**TASK REQUIREMENTS:**
1 - In the prime rib post, what internal temperature was the roast pulled at?
2 - Quote the records word for word, starting at the line that contains "of the blue" and continuing through the end of the records.
-- begin SUPPLIED TEXT --
# Prime Rib Turf and Scallops Surf



## ChileRelleno (Jul 7, 2012)

One of y'all found me over at *The BBQ Bretheren* and said I needed to post something up, so here is yesterday's dinner.

*The Menu*
Garlic and Herb Crusted Prime Rib
Pan Seared Ocean Scallops with Brown Butter and Thyme
Lemon Parmesan Green Beans
Chevre Bruschetta

*Garlic and Herb Crusted Prime Rib*
Choice prime rib dry brined with kosher salt for six hours.
Then slathered in a 2:1 mix of A1 steak sauce and Worcestershire sauce.
Rubbed generously with Prairie Dust herb mix and minced garlic, wrapped in plastic wrap and held overnight.
Trussed up tightly with butchers twine to give it a uniform shape and thus cook evenly.



















Fired up the smoker with hickory, 225°-250°, averaged 238° over the five hour cook.
Pulled at an IT of 130° in the center of the roast, wrapped in foil and finished my other dishes.
About an hour later it was time to slice it... Oh Man!
-- end SUPPLIED TEXT --
-- begin EXTRACTED RECORDS --
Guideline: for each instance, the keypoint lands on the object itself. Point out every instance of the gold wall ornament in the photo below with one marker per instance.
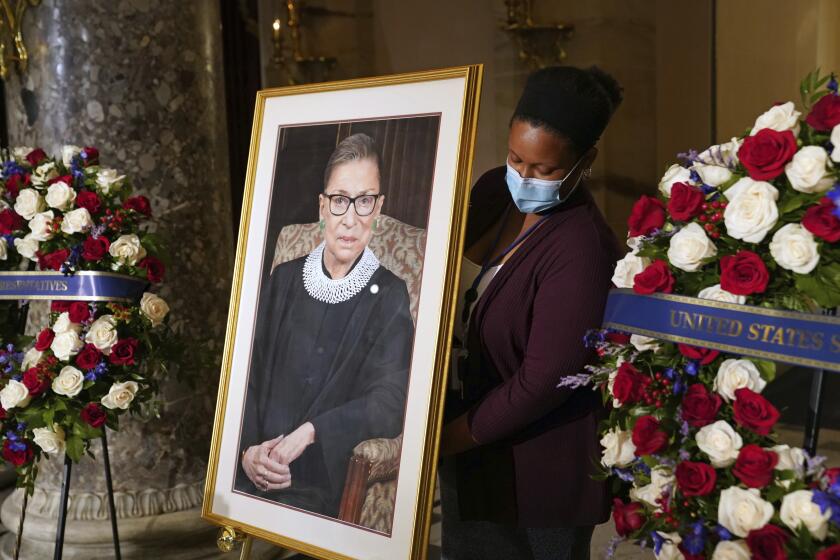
(12, 48)
(539, 44)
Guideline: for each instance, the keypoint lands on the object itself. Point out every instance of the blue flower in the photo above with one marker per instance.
(695, 541)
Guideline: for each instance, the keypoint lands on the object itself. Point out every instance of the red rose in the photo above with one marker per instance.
(10, 221)
(90, 156)
(17, 182)
(648, 437)
(155, 269)
(743, 273)
(17, 457)
(45, 338)
(685, 202)
(138, 204)
(830, 553)
(767, 543)
(825, 114)
(703, 355)
(88, 357)
(36, 381)
(647, 215)
(754, 412)
(700, 407)
(59, 306)
(54, 260)
(765, 154)
(628, 517)
(94, 415)
(35, 156)
(79, 311)
(94, 249)
(821, 221)
(89, 200)
(695, 479)
(754, 466)
(655, 278)
(630, 384)
(122, 353)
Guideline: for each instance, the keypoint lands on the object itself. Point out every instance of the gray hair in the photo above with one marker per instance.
-- end EXTRACTED RECORDS --
**EXPECTED OUTPUTS:**
1 - 130° in the center of the roast.

2 -
Guideline: for each instance, the keypoint lands on the object itself. Point out every instance of the blue flower in the photo above with one marker per instance.
(695, 541)
Guideline: for each instance, the keypoint lands on the object itself. Point out every instance of the red rose in the photo above with one marker per instance.
(10, 221)
(90, 156)
(17, 182)
(648, 437)
(155, 269)
(743, 273)
(17, 457)
(45, 338)
(685, 202)
(138, 204)
(830, 553)
(767, 543)
(825, 114)
(703, 355)
(88, 357)
(36, 381)
(647, 215)
(754, 412)
(700, 407)
(59, 306)
(54, 260)
(765, 154)
(628, 517)
(94, 415)
(35, 156)
(79, 311)
(94, 249)
(821, 221)
(89, 200)
(695, 479)
(754, 466)
(655, 278)
(630, 384)
(122, 353)
Guideline: for each instance, the keypoint lands on the object itself. Point out every instance of the gray hair in the photo above with one marker per instance.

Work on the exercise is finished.